Provided information ▸
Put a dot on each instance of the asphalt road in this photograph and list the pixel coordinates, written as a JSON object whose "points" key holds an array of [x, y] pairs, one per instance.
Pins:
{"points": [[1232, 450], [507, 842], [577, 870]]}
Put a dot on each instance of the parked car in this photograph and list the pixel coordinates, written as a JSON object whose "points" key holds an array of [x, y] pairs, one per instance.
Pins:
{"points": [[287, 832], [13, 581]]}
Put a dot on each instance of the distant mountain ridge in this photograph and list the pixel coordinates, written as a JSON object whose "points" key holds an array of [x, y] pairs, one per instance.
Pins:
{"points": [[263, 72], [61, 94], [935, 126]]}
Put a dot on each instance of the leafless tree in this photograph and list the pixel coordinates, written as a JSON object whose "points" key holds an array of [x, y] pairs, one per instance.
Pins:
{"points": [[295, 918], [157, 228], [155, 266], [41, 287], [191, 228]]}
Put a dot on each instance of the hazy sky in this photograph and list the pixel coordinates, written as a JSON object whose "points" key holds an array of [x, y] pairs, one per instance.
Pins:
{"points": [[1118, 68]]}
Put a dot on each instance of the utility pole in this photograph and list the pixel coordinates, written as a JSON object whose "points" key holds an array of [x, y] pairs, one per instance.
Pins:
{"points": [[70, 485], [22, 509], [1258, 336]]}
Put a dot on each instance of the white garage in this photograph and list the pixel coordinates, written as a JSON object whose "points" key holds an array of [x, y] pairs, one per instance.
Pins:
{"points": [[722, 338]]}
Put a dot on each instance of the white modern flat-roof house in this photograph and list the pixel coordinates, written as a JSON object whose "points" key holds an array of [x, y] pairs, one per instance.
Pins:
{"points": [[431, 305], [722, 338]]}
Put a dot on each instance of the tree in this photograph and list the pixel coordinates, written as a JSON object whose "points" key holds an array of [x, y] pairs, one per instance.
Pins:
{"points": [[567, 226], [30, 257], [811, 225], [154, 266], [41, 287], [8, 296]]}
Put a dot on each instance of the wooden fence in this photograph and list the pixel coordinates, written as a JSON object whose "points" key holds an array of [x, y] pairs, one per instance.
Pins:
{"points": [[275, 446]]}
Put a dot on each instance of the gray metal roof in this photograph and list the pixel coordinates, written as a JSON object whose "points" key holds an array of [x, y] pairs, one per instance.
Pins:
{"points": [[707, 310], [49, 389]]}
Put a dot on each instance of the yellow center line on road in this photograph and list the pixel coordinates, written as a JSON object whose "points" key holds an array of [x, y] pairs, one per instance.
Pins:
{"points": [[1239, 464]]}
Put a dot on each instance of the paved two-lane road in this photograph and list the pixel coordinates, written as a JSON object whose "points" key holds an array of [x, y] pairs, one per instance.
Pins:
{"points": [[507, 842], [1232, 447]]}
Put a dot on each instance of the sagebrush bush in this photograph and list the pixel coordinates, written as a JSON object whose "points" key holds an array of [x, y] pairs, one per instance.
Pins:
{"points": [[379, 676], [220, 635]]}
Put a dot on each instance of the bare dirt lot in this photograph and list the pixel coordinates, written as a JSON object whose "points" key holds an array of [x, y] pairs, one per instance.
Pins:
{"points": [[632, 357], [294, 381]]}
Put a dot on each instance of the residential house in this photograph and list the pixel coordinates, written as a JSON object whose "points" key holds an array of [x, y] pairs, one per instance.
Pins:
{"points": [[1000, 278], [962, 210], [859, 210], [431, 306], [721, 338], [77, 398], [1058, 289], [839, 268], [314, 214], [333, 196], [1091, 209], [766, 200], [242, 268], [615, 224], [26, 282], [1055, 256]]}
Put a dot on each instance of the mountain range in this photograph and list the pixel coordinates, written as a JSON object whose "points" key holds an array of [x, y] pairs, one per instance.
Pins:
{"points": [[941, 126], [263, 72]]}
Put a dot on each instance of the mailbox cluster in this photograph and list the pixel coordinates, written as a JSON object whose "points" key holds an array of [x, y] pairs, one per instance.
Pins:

Stated problem ▸ Output every entry shown above, exactly.

Reply to the exercise ▸
Put a dot on each instance of the asphalt road in this photograph and list the pixel coordinates, written as a JSON object whose "points" key holds an array of [x, y] pairs, one per instance.
Pins:
{"points": [[1232, 450], [507, 842], [577, 870]]}
Put a dot on each instance of the parked car in this photograph and list the pixel coordinates, written as a JSON object whose "points" key holds an array of [x, y] pairs, one per instance.
Pins:
{"points": [[287, 832], [13, 581]]}
Put a dot on each instance of the distant mountain ridge in this photograph and list the pixel coordinates, written as a JSON object whose "points" key holds an array of [x, y] pairs, one per instance.
Pins:
{"points": [[263, 72], [61, 94], [935, 126]]}
Put a dot on each instance of the leafless tree in this photograph and list the pixel coordinates, written as a JSON object whose "points" key holds an array of [x, y] pairs, one per instance.
Pins:
{"points": [[295, 918], [157, 228], [155, 266], [41, 287], [191, 228]]}
Put a dot on each instance of the hazy sky in this photograph and list the pixel coordinates, written as a JSON object whose "points" key holds an array of [x, y] pairs, one per instance.
Pins:
{"points": [[1118, 68]]}
Put a dot on each instance of the utility pole in this photograph and list the pixel coordinates, written as a JSON object whose "points" key holds an array of [x, y] pairs, one per instance.
Pins:
{"points": [[70, 485], [22, 509], [1258, 336]]}
Put a dot on each instance of the white garage in this photograph and list the pixel coordinates, written as a JSON object whose "points" key holds an array of [x, y] pairs, one per instance.
Pins:
{"points": [[722, 338]]}
Put a dot on each instance of the white modern flat-roof house in this photograph and list the pixel coordinates, written as a JSON object whose "points" key holds an array of [x, y] pairs, one per instance.
Pins:
{"points": [[431, 305], [722, 338]]}
Put a dot on each instance of the tree in this photograph and list the pixel coordinates, written as a JSON object whose "points" key holds an array of [x, y] pairs, one per instance.
Pins:
{"points": [[567, 226], [30, 257], [811, 225], [154, 266], [41, 287], [8, 296]]}
Put a dot on each instance of the wooden fence in this photograph and list the pixel coordinates, written as a JSON object whose "points" key holds an array of [x, y] pairs, one per instance.
Pins:
{"points": [[275, 446]]}
Put a dot on each instance of the gray metal roof in this photograph and list the pixel coordinates, written as a JSON object whose "points" key holds an array of [x, y] pairs, one per instance.
Pins:
{"points": [[707, 310], [49, 389]]}
Put a dot on each instance of the yellow center line on road in this photograph and list the pixel coordinates, written as a JSON object whose "points" key holds an array of [x, y] pairs, one per instance.
Pins:
{"points": [[1239, 464]]}
Put a dot on each instance of the paved two-lane road in this photograph and list the pixel coordinates, written as a JSON object whose "points" key holds an array of [x, y] pairs, one per instance.
Pins:
{"points": [[507, 842], [1232, 447]]}
Put a dot on each instance of the sagebrush bush in this photograph and list the pixel coordinates, written as a JSON object whose "points" key holds an array of [x, y] pairs, one per instance.
Pins:
{"points": [[379, 676], [220, 635]]}
Put a dot on each instance of the bare dirt lot in this photograph and list the pixel coordinates, written as a JSON object whose "points" key holds an array of [x, y] pairs, one per instance.
Pins:
{"points": [[632, 357], [294, 381]]}
Put a dot on each instance of the residential house in this photograph and list the pixel coordinates, written as a JSON object whose "points" key holds an array of [x, y] pairs, one per instance.
Pins:
{"points": [[1000, 278], [962, 210], [859, 210], [431, 306], [721, 338], [77, 398], [1058, 289], [839, 268], [314, 214], [333, 196], [1091, 209], [766, 200], [242, 268], [615, 224], [26, 282], [1055, 256]]}
Put a dot on each instance of the mountain range in this photograph and list the pixel coordinates, written as a JSON object whose "points" key holds an array of [x, y] pairs, one per instance.
Pins:
{"points": [[941, 126], [263, 72]]}
Put a dot on each instance of the mailbox cluster in this photograph and list the pixel coordinates, written as a JSON object whose "points" key holds an array of [x, y] pairs, one per instance.
Pins:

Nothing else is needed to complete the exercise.